_Task brief:_
Below are the records. How many of their lines contain "rough"? Give only the number.

---------- Source information ----------

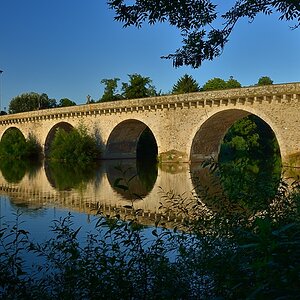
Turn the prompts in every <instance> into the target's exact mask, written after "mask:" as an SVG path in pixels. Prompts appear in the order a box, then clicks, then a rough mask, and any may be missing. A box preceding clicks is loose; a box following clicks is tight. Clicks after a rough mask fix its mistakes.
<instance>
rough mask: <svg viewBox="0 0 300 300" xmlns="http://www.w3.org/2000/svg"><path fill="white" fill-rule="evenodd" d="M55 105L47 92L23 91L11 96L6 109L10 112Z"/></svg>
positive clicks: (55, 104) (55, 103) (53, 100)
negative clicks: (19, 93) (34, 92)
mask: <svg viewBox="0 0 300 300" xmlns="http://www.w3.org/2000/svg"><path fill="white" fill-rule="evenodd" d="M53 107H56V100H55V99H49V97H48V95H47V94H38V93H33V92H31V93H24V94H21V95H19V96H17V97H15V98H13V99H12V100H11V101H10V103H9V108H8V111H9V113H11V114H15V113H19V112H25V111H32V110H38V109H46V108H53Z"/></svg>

----------

_Task answer:_
2